DATA
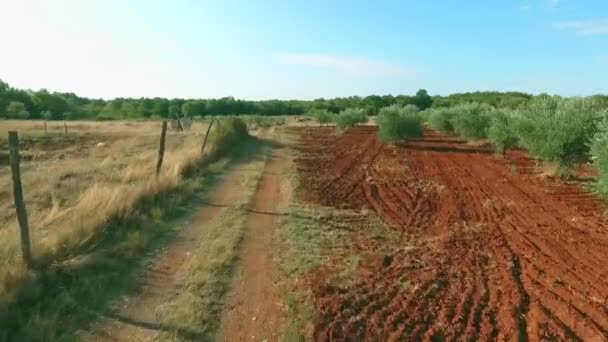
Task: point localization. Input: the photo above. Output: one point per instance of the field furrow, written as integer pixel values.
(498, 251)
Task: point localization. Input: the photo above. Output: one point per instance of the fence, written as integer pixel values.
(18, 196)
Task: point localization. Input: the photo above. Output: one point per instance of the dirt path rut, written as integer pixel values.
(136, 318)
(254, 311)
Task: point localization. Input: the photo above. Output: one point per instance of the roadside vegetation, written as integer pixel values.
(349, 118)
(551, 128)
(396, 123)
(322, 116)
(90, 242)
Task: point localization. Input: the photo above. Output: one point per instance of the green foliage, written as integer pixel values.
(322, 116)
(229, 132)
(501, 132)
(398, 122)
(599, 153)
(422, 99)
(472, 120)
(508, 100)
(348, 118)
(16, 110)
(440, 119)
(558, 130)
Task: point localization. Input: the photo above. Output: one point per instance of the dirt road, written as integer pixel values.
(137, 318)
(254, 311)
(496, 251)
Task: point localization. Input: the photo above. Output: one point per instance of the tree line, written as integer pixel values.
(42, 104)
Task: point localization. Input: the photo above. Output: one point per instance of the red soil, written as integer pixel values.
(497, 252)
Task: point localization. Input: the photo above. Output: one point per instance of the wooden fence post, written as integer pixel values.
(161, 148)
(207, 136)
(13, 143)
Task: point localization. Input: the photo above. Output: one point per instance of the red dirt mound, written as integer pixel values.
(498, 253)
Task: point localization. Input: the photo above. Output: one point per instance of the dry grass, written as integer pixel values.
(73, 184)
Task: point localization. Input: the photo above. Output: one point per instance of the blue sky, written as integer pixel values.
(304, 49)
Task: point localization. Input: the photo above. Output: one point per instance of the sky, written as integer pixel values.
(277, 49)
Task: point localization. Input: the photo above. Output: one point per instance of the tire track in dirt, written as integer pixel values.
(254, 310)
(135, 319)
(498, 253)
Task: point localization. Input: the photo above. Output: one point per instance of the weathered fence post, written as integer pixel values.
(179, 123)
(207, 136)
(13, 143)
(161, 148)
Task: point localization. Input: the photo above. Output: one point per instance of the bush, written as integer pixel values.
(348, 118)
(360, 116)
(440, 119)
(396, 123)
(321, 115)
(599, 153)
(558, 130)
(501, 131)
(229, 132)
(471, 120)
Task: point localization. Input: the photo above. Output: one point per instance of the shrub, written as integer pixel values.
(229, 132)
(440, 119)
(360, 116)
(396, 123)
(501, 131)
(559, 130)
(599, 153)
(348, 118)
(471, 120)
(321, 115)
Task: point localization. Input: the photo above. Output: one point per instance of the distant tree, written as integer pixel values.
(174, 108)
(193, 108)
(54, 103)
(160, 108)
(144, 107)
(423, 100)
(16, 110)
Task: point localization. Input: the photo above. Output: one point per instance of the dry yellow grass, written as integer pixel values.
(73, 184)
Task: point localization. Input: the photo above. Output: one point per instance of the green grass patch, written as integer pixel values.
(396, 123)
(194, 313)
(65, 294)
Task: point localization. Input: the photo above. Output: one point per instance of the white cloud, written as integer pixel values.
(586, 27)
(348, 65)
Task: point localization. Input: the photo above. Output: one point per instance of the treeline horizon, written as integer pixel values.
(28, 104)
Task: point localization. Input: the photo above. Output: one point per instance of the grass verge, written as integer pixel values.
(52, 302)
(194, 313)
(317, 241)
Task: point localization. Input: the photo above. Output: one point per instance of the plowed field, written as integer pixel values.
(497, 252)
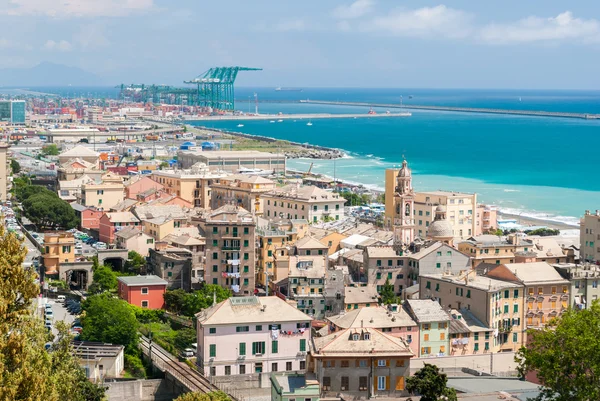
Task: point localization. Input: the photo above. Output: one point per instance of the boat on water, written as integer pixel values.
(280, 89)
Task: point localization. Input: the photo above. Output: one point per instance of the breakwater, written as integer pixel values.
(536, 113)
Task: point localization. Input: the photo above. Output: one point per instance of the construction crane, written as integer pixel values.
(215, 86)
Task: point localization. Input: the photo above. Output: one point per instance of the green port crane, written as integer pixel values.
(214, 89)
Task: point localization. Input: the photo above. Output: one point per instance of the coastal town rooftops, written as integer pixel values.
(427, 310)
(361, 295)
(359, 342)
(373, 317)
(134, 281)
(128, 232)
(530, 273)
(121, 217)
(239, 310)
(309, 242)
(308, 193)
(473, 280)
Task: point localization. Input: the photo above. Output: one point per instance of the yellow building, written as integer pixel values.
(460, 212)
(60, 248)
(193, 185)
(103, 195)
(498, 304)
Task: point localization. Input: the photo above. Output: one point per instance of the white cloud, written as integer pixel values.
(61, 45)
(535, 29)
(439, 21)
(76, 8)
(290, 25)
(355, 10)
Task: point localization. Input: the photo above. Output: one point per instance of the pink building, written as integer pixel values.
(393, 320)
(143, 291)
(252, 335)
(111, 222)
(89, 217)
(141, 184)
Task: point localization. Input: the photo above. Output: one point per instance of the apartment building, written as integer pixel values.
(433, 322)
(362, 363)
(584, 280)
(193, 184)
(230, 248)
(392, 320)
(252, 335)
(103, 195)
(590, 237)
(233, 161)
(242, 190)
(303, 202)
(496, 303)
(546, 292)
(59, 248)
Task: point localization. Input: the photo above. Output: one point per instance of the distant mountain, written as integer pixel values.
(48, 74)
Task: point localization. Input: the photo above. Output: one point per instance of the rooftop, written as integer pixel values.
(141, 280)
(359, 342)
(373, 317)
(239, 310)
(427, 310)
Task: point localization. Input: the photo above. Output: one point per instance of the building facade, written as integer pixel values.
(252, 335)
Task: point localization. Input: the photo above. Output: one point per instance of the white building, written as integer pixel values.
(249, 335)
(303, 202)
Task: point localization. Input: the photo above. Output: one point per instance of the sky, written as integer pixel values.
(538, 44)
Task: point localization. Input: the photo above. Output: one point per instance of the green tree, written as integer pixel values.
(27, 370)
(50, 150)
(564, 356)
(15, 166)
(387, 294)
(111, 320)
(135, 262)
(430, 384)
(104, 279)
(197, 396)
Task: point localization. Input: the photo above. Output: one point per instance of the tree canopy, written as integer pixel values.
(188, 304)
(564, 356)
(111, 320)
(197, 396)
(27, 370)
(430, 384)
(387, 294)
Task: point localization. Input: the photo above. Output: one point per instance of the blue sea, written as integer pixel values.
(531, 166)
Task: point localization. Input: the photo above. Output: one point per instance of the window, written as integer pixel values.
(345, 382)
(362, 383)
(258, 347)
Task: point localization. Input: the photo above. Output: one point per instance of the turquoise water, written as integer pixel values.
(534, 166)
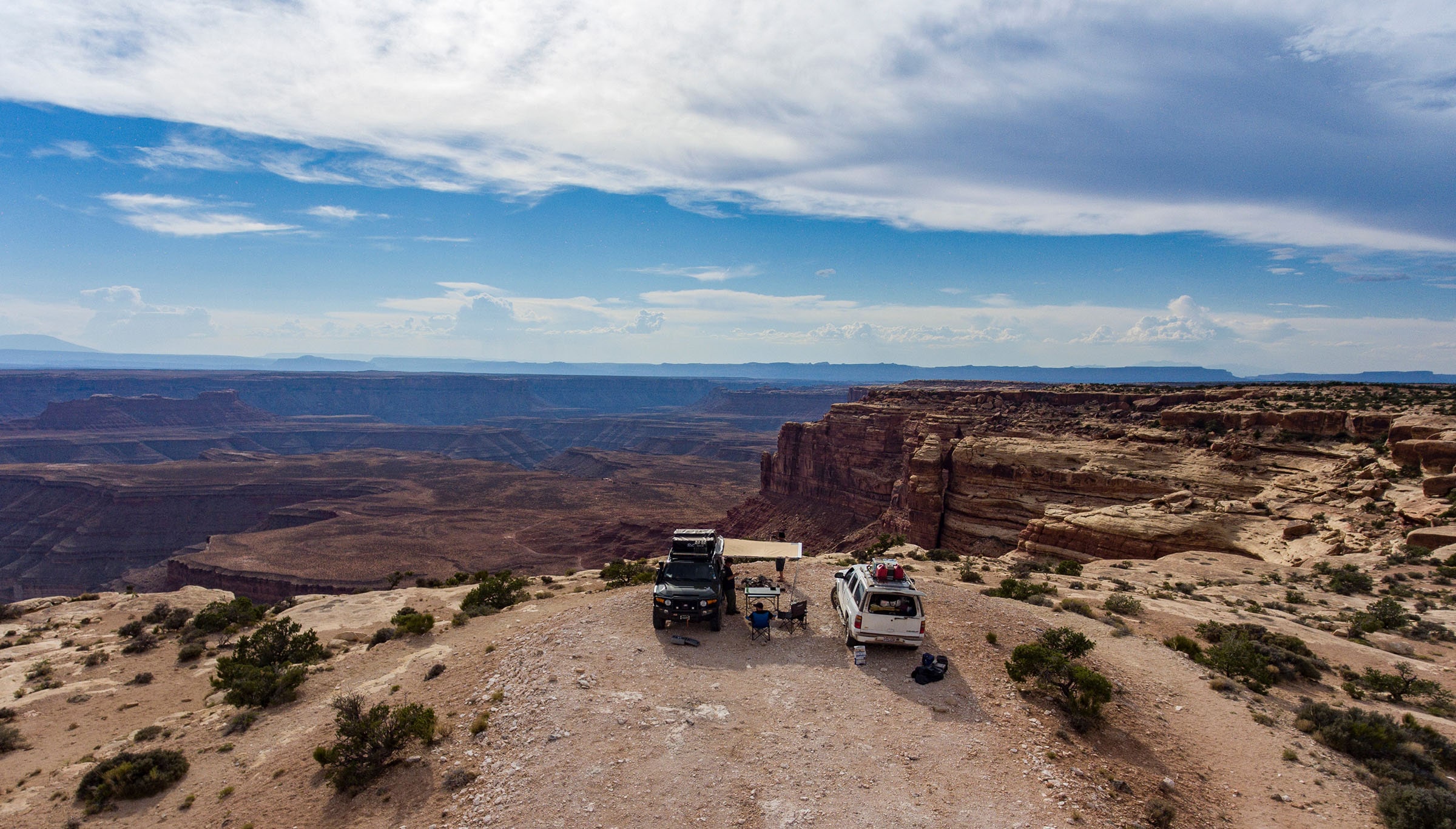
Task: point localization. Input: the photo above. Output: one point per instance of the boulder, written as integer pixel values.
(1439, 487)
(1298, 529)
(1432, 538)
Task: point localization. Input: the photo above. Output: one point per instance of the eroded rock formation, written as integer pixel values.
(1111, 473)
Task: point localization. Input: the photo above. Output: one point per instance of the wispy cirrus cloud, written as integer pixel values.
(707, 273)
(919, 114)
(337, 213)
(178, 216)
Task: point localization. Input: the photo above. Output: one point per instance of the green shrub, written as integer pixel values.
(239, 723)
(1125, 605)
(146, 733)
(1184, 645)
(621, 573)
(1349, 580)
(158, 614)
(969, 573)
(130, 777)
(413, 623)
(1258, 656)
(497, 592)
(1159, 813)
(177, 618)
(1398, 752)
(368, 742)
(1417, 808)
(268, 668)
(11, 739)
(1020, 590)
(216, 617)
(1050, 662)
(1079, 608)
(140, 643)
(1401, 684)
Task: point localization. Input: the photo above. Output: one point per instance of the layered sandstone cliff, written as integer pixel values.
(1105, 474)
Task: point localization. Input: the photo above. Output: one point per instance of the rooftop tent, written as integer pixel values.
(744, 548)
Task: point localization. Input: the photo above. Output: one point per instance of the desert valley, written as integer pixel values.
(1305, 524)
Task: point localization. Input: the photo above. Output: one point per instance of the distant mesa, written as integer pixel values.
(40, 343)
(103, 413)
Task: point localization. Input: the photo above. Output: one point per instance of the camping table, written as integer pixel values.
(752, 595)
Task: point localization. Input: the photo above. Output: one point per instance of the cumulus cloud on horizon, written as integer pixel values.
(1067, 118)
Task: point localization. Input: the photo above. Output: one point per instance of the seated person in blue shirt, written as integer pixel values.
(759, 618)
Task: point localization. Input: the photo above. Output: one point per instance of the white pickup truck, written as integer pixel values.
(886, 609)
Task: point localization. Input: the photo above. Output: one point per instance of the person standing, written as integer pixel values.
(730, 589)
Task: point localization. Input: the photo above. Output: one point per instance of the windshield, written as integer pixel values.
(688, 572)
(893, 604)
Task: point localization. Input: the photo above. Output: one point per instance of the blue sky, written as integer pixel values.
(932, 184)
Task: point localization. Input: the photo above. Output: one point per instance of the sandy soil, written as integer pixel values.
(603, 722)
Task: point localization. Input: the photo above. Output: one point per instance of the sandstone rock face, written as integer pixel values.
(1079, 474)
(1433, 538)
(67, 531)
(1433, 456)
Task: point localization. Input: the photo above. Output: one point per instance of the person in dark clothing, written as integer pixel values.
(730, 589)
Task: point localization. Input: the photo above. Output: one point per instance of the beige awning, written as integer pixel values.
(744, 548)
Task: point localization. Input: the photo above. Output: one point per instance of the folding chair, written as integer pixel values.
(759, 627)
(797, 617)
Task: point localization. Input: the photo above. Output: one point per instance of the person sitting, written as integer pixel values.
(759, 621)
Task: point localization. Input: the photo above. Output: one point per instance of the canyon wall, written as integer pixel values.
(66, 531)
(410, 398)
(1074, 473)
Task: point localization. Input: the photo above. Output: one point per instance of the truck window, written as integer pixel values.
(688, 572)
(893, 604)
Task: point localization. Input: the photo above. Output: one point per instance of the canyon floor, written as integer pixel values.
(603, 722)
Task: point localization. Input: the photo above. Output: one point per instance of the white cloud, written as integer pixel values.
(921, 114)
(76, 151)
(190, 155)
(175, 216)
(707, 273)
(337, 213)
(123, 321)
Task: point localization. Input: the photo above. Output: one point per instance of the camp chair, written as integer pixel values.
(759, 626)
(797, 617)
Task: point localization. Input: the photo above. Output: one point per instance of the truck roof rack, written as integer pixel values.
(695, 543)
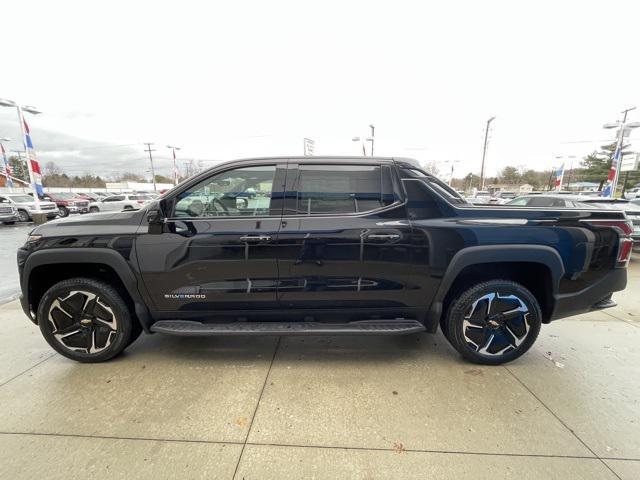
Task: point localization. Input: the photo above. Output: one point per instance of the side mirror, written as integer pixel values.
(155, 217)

TO BE DONE
Give again the lines from the line that contains "sitting, written as integer pixel values." through the last line of the material above, exactly and with both ends included. Omit the pictures.

FINAL ANSWER
Task: point localization. Input: the photo above. Output: one point per instance of the person sitting, written as integer pixel values.
(759, 621)
Task: point localization. Input: the photo above. Output: one point per instance of the canyon wall, written as integer pixel values.
(66, 531)
(410, 398)
(1074, 473)
Task: point localization. Input: the photo above. Output: one point per instance of the truck window, written as integer pixel values.
(688, 572)
(893, 604)
Task: point localization. Input: the photo above. Output: one point per instance of the canyon floor, written as integer pixel values.
(603, 722)
Task: point localization. Input: the photo above. Output: one point per instance of the white cloud, written as integer pixel values.
(921, 114)
(76, 151)
(190, 155)
(175, 216)
(707, 273)
(337, 213)
(123, 321)
Task: point localization. Input: the photo above. Output: one point per instance of the camp chair, written as integer pixel values.
(759, 626)
(797, 617)
Task: point localization. Input: the photo above. Output: one point per instance of the truck roof rack, written as integer pixel values.
(695, 543)
Task: point localization. Input: the photo above. Output: one point per instance of the side mirror, written as integer pixel values.
(155, 217)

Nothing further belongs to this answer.